Directions: Rewrite all the records with "outline" changed to "edge" and everything else left as it is.

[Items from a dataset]
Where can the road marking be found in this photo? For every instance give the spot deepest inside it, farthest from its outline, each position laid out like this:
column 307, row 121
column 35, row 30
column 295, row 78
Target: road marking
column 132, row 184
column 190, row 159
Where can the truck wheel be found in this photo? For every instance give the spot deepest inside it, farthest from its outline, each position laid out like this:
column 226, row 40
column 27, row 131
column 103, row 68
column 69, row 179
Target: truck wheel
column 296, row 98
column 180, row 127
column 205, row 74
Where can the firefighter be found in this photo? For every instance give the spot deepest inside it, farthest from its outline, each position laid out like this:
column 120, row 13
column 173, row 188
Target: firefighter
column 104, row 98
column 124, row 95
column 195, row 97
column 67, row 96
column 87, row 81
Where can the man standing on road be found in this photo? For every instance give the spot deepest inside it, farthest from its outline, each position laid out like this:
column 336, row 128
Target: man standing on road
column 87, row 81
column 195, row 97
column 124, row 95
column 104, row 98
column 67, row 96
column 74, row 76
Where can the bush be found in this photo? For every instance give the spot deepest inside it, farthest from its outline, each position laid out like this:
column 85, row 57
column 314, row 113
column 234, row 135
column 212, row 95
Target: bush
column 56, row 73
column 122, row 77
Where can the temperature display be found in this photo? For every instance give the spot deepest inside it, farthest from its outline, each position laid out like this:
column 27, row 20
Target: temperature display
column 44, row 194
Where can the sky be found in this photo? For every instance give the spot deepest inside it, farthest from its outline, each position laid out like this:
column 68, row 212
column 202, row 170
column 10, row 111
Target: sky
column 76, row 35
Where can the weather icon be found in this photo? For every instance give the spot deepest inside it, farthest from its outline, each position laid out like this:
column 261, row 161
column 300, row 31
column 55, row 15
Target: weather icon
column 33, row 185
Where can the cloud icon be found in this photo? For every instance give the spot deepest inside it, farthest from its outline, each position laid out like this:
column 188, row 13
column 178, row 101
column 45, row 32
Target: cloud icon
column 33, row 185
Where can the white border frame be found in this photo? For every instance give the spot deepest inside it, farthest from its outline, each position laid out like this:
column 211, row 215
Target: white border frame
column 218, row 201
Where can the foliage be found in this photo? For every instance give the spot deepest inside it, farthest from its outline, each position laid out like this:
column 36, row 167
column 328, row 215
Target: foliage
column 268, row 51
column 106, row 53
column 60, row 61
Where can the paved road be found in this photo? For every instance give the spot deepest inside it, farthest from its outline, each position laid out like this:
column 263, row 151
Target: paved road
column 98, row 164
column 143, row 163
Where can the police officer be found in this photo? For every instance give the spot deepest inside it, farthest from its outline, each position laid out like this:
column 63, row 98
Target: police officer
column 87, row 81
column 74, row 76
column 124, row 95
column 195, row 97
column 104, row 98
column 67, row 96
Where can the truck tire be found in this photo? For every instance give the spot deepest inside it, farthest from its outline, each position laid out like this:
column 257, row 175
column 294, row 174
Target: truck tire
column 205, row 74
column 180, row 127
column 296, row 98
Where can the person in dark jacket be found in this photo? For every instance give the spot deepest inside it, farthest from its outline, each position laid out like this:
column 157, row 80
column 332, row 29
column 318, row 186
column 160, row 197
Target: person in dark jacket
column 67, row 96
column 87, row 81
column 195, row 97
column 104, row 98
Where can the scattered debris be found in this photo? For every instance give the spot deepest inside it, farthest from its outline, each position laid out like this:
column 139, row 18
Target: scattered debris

Exercise result:
Where can the road marking be found in this photo? For every instance give the spot deepest inside it, farthest from its edge, each position laid out like this:
column 307, row 121
column 35, row 30
column 295, row 78
Target: road marking
column 132, row 184
column 190, row 159
Where can the truck wheel be found in this photo? For every instance give the spot deepest inside it, farthest from its edge, each position laid out like this:
column 226, row 40
column 27, row 131
column 103, row 68
column 69, row 179
Target: truck wheel
column 296, row 98
column 180, row 127
column 205, row 74
Where can the firefighter be found in this photo? For every instance give the spot deepest inside it, farthest from its edge, each position laid out like this:
column 120, row 13
column 173, row 188
Target: firefighter
column 104, row 98
column 124, row 95
column 195, row 97
column 67, row 96
column 87, row 81
Where can the man standing on road be found in this photo? For every instance give the spot deepest inside it, farthest from its edge, each position laid out like this:
column 336, row 128
Target: man standing on road
column 87, row 81
column 195, row 97
column 124, row 95
column 104, row 98
column 67, row 96
column 74, row 76
Where can the bush be found in this photo? For every instance give the spot deepest inside it, farthest from its edge, each position laid out like this:
column 85, row 57
column 314, row 113
column 234, row 135
column 212, row 95
Target: bush
column 56, row 73
column 122, row 77
Where can the temperature display be found in this photo? For every instance give the spot deepest inside it, farthest from its edge, each position laid out like this:
column 27, row 20
Target: temperature display
column 44, row 194
Where can the sky be found in this photo? For every instance give the spot deepest inside it, farthest from its edge, each position laid out like this:
column 68, row 212
column 202, row 170
column 10, row 111
Target: sky
column 76, row 35
Where can the weather icon be found in this photo? For every instance give the spot deepest inside it, farthest from its edge, each position laid out like this:
column 261, row 161
column 300, row 31
column 55, row 15
Target: weather icon
column 33, row 185
Where can the cloud icon be found in this photo? For every instance give the spot deepest inside it, farthest from its edge, each position laid out like this:
column 188, row 13
column 178, row 101
column 45, row 32
Target: cloud icon
column 33, row 185
Where can the white border frame be found in this photo? For every instance give the spot deepest inside it, farthest from its edge, each position laid out like this:
column 211, row 215
Target: white border frame
column 218, row 201
Where can the foliage be found in this photo? For every instance give the spot deepest inside it, farthest from its edge, each position laid out like this:
column 36, row 167
column 328, row 215
Target: foliage
column 268, row 51
column 106, row 53
column 60, row 61
Where can the paved road be found in this photo? For every instance give the spot deepest inside it, farthest from its edge, each position laid out like this:
column 263, row 151
Target: paved road
column 98, row 164
column 143, row 163
Where can the police officer be found in this photo? For every instance give the spot deepest inside it, farthest from its edge, each position laid out like this:
column 63, row 98
Target: police officer
column 87, row 81
column 74, row 76
column 124, row 95
column 195, row 97
column 104, row 98
column 67, row 96
Where can the truck tire be found in this photo? For every instance give the spot deepest inside it, farthest from its edge, each position laid out like this:
column 257, row 175
column 294, row 174
Target: truck tire
column 205, row 74
column 180, row 127
column 296, row 98
Where can the person in dark jacket be found in this photo? For every instance give the spot deepest inside it, farthest from its edge, each position laid out like this:
column 157, row 80
column 332, row 29
column 318, row 186
column 160, row 197
Target: person in dark jacket
column 67, row 96
column 87, row 81
column 195, row 97
column 104, row 98
Where can the scattered debris be found in this photo? For every instance give the spot deepest inside it, farthest from its edge, each position laid out like this:
column 139, row 18
Target: scattered debris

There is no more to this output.